[Location identification items]

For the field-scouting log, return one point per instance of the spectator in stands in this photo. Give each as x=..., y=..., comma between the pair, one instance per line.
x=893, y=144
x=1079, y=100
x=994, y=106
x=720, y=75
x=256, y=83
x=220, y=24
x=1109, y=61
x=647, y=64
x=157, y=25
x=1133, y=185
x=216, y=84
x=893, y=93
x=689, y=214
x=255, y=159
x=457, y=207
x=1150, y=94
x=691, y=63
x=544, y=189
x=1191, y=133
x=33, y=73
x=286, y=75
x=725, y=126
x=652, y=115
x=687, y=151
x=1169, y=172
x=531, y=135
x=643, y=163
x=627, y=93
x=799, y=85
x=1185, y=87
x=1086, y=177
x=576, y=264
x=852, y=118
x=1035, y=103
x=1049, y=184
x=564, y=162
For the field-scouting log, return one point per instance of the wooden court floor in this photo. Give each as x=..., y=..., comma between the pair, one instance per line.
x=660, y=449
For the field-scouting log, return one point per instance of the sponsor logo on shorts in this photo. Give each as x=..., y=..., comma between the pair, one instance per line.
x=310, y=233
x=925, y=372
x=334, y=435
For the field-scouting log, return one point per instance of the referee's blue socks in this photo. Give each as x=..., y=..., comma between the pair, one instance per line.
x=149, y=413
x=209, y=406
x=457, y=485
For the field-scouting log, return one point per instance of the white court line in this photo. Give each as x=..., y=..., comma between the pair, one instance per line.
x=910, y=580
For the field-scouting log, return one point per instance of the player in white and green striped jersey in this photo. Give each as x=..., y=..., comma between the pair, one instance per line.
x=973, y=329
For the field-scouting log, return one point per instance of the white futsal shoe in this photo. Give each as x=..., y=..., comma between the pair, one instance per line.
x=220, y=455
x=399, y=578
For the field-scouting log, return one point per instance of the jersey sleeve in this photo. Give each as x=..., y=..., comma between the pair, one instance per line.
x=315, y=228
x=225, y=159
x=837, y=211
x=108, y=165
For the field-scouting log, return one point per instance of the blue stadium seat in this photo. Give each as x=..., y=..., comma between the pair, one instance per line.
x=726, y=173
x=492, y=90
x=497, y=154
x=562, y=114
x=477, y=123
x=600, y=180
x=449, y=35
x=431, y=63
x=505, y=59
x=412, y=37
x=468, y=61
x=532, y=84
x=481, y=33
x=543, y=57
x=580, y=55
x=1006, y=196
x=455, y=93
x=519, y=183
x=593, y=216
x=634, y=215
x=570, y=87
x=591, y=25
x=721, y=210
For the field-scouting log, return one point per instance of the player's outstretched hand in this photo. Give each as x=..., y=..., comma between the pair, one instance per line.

:: TASK ::
Repeat every row above verbatim, with no changes.

:: COMPLETED TASK ::
For the field-scouting log, return one point per instance of the spectator in stands in this photo. Give each as x=..., y=..., comma between the pair, one instance per line.
x=893, y=144
x=1079, y=100
x=994, y=106
x=720, y=75
x=256, y=83
x=220, y=24
x=1109, y=61
x=647, y=64
x=157, y=25
x=1133, y=185
x=216, y=84
x=893, y=93
x=689, y=214
x=255, y=159
x=457, y=207
x=1150, y=94
x=691, y=63
x=544, y=189
x=1191, y=133
x=33, y=73
x=286, y=75
x=725, y=126
x=652, y=115
x=687, y=151
x=1169, y=172
x=531, y=135
x=643, y=163
x=627, y=93
x=799, y=85
x=1185, y=87
x=1086, y=177
x=576, y=264
x=852, y=118
x=1035, y=103
x=1049, y=184
x=564, y=162
For the field-scouting log, return one point per instance of the wooden court floor in this photo. Give each as x=..., y=..., comma between the pair, one instance per line.
x=660, y=449
For the field-scouting log, return one point per instance of the sponsor logo on shorts in this photo. Give each as x=..., y=..., comma between the pair, one instance per line.
x=310, y=233
x=925, y=372
x=334, y=435
For the field-scouting log, return one point per instance of the referee's blue socks in this photo. Give each as x=..., y=..., comma between the pair, one instance per line.
x=149, y=413
x=209, y=406
x=457, y=485
For the field-scouting log, return one point per instance of the white court line in this photo. Give each as x=..., y=..., comma between the pair, one instance per line.
x=910, y=580
For the field-scouting log, return one point per instance of the player in white and green striped jersey in this photo. Give each as x=..., y=..., comma between the pair, one instance per line.
x=973, y=329
For the field-scouting log, return one point per instance of the white futsal shoe in this photo. Give each as x=..., y=..., comma between the pair, one instance per line.
x=220, y=455
x=399, y=578
For the field-scouting log, return one point per instance of the jersey sleeve in this photo. Give each as x=..., y=..., comma between the pair, one instance per line.
x=315, y=228
x=225, y=159
x=837, y=211
x=108, y=165
For the field-scouting log, return one point per instance of the blue stadium seat in this photo. Give each as x=..., y=..., comma between the pair, one instance per line.
x=726, y=173
x=492, y=90
x=497, y=154
x=562, y=114
x=477, y=123
x=600, y=180
x=449, y=35
x=431, y=63
x=505, y=59
x=412, y=37
x=468, y=61
x=532, y=84
x=481, y=33
x=543, y=57
x=580, y=55
x=1006, y=196
x=455, y=93
x=519, y=183
x=593, y=216
x=634, y=215
x=570, y=87
x=591, y=25
x=721, y=210
For the field-scouting log, return one point per instance of the player's outstretched hand in this photo. Give each as x=..., y=..., comma between the pair, one instance per line.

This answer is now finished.